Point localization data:
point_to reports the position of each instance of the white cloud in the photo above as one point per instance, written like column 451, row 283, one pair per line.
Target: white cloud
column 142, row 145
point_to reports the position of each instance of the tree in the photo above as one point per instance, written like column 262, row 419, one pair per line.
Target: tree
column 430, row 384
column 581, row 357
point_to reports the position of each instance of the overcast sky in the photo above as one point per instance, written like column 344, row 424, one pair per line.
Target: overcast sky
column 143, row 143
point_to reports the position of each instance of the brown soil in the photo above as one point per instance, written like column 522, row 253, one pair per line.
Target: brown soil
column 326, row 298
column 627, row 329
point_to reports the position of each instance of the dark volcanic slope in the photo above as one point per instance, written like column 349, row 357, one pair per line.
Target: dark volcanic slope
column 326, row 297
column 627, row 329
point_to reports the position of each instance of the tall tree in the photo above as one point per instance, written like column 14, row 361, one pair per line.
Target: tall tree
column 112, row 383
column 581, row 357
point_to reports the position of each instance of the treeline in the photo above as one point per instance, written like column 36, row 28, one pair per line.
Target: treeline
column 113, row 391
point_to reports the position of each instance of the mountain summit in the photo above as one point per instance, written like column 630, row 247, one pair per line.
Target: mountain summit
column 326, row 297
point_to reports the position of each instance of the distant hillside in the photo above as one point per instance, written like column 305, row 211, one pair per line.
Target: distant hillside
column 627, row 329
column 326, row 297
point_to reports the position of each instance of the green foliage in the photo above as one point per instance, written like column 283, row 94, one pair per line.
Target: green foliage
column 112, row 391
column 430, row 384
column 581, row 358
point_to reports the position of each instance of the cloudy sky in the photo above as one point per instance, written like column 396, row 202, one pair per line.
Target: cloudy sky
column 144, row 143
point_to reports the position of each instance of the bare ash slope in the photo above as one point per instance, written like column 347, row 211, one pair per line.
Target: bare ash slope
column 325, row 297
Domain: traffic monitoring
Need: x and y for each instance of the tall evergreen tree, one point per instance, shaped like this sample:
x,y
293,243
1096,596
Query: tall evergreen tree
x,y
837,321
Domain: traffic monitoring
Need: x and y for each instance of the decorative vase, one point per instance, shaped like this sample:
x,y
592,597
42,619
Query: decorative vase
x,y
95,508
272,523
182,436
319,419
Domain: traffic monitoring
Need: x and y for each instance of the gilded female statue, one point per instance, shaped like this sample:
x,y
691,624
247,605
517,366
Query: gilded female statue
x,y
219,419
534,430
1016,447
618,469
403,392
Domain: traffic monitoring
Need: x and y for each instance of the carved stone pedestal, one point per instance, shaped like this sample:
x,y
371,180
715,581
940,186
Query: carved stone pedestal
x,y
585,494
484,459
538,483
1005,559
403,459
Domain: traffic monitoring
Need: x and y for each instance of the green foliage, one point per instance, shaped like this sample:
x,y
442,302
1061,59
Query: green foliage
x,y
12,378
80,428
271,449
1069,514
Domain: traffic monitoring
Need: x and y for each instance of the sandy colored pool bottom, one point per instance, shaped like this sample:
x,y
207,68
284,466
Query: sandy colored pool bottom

• Task to carry out: Would you please write the entries out again in full, exactly as given?

• Response for this exercise:
point_to reports the position of each instance of the white cloud in the photo above as one point per instance, written like column 451, row 283, one pair per line.
Target: white cloud
column 142, row 145
point_to reports the position of each instance of the tree in the photo above as one point per instance, written like column 262, row 419, one pair per line.
Target: tree
column 430, row 384
column 581, row 357
point_to reports the position of each instance of the overcast sky in the photo above as one point per instance, written like column 344, row 424, one pair per line.
Target: overcast sky
column 143, row 143
point_to reports the position of each instance of the brown soil in the photo above as one point per instance, written like column 522, row 253, one pair per line.
Target: brown soil
column 326, row 298
column 627, row 329
point_to reports the position of each instance of the dark volcanic slope in the photo above as one point per instance, written like column 349, row 357, one pair per line.
Target: dark volcanic slope
column 326, row 297
column 627, row 329
point_to reports the position of each instance of the tall tree in the photo above as one point per instance, written like column 14, row 361, one pair per line.
Target: tall tree
column 112, row 383
column 581, row 357
point_to reports the position of each instance of the treeline in the photo above as one point per instance, written like column 36, row 28, one pair per line.
Target: treeline
column 113, row 391
point_to reports the position of each instance of the mountain summit in the photo above as one point per instance, written like column 630, row 247, one pair per line.
Target: mountain summit
column 326, row 297
point_to reports the position of each instance of the distant hillside in the photo above as one point per instance, written like column 305, row 211, one pair per line.
Target: distant hillside
column 627, row 329
column 326, row 297
point_to reports the position of each instance of the green foliage in the photo above as one point per instance, written like column 283, row 94, one pair per line.
Target: green foliage
column 112, row 391
column 430, row 384
column 581, row 358
point_to reports the position of each instance of the cloudy sky in the photo above as one point per instance, written like column 396, row 202, one pair per line.
Target: cloudy sky
column 144, row 143
point_to reports the position of each instance of the bare ash slope in the photo above as one point per instance, written like column 347, row 211, one pair per line.
Target: bare ash slope
column 325, row 297
Domain: traffic monitoring
Need: x and y for each instance of the tall evergreen tree, one point per instance, shaped like this sample:
x,y
293,243
1096,596
Query: tall evergreen tree
x,y
837,321
Domain: traffic monitoring
Need: x and y for each instance of the decorative vase, one point per instance, shaped like this sample:
x,y
592,597
42,619
Query: decorative vase
x,y
95,508
272,523
182,436
319,419
Domain: traffic monitoring
Need: x and y for each instance of the gilded female statue, one point per instance, shaped like this sample:
x,y
691,624
247,605
517,366
Query: gilded female statue
x,y
219,419
534,430
1016,447
618,469
403,392
Domain: traffic monitoring
Need: x and y for each instance of the carved stone pedestal, one point per instance, shaped like this sample:
x,y
371,180
715,581
940,186
Query: carved stone pedestal
x,y
585,494
484,459
538,483
1005,559
403,459
Domain: traffic monitoring
Need: x and y for each instance of the green foliage, one point per instance, shaped like this sample:
x,y
442,302
1061,59
Query: green foliage
x,y
12,378
80,428
271,449
1069,514
Domain: traffic monitoring
Need: x and y for each instance of the sandy colored pool bottom, one point per instance, shaped like this sample:
x,y
207,68
284,466
Query: sandy colored pool bottom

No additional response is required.